## The input
-- BEGIN --
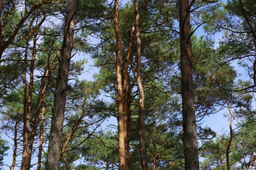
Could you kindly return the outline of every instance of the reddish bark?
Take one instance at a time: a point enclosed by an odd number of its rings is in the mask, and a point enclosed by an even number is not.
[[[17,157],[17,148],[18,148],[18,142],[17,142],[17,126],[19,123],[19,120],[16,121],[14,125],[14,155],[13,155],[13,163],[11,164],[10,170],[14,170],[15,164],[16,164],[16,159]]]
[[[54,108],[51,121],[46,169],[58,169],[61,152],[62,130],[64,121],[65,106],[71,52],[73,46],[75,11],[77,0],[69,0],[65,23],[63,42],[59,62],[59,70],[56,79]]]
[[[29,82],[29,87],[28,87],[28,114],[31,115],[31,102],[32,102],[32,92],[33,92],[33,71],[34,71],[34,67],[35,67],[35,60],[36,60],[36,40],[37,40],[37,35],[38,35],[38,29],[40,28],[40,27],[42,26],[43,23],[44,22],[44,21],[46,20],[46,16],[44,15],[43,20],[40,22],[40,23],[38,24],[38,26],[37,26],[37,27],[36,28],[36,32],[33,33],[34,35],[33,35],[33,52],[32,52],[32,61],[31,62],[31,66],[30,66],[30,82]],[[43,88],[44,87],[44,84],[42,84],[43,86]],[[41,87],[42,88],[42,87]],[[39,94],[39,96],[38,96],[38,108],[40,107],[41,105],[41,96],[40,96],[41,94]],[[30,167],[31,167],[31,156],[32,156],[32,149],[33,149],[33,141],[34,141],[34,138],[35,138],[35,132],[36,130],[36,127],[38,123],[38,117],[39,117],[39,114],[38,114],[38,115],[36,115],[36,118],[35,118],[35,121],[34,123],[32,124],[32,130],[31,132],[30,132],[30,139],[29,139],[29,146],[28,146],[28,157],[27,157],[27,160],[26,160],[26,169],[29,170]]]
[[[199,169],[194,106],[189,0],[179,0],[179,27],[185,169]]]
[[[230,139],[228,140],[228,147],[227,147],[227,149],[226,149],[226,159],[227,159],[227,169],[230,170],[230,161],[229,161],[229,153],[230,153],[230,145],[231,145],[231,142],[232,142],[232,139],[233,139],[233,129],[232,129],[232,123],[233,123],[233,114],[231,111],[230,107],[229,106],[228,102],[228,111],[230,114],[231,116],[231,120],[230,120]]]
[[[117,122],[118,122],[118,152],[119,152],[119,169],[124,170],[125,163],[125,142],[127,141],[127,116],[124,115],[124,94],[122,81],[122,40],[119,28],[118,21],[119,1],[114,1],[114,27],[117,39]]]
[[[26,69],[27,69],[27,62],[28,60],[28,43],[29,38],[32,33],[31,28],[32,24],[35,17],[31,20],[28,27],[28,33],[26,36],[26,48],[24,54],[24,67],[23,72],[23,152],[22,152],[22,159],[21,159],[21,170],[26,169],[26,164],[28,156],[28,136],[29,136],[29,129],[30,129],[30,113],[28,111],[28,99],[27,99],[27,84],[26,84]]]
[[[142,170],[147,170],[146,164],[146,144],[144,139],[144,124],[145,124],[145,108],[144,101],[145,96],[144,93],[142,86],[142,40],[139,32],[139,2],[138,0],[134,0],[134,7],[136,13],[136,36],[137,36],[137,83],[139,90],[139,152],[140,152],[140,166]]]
-- END --
-- BEGIN --
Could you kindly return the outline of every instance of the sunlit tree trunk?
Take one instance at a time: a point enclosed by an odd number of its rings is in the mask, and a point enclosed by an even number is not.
-- END --
## Exercise prompt
Reproduce the data verbatim, from the line containing "the reddish bark?" up to and including the line containing "[[[199,169],[194,106],[189,0],[179,0],[179,27],[185,169]]]", and output nothing else.

## Output below
Could you kindly return the outline of every instance of the reddish bark?
Take one instance at a time: a point enclosed by an odd number of its rings is in the mask, and a point enclosed by an even number is not.
[[[17,157],[17,148],[18,148],[18,142],[17,142],[17,126],[19,123],[19,120],[16,121],[14,125],[14,155],[13,155],[13,163],[11,164],[10,170],[14,170],[15,164],[16,164],[16,159]]]
[[[54,108],[51,121],[46,169],[58,169],[61,152],[62,130],[64,121],[65,106],[71,52],[73,46],[75,11],[77,0],[69,0],[65,23],[63,42],[59,62],[59,70],[56,79]]]
[[[29,82],[29,87],[28,87],[28,114],[31,115],[31,102],[32,102],[32,92],[33,92],[33,71],[34,71],[34,67],[35,67],[35,60],[36,60],[36,40],[37,40],[37,35],[38,35],[38,29],[40,28],[40,27],[42,26],[43,23],[44,22],[44,21],[46,20],[46,16],[44,15],[43,20],[40,22],[40,23],[38,24],[38,26],[37,26],[37,27],[36,28],[36,32],[33,33],[34,35],[33,35],[33,52],[32,52],[32,61],[31,62],[31,66],[30,66],[30,82]],[[43,88],[44,87],[44,84],[42,84],[43,86]],[[41,87],[42,88],[42,87]],[[39,94],[39,96],[38,96],[38,108],[40,107],[41,105],[41,96],[40,96],[41,94]],[[30,167],[31,167],[31,156],[32,156],[32,149],[33,149],[33,141],[34,141],[34,138],[35,138],[35,132],[36,130],[36,127],[38,123],[38,117],[39,117],[39,114],[38,114],[38,115],[36,115],[36,118],[35,118],[35,121],[34,123],[32,124],[32,130],[31,132],[30,132],[30,139],[29,139],[29,146],[28,146],[28,157],[27,157],[27,160],[26,160],[26,169],[29,170]]]
[[[199,169],[194,106],[189,0],[179,0],[179,27],[185,169]]]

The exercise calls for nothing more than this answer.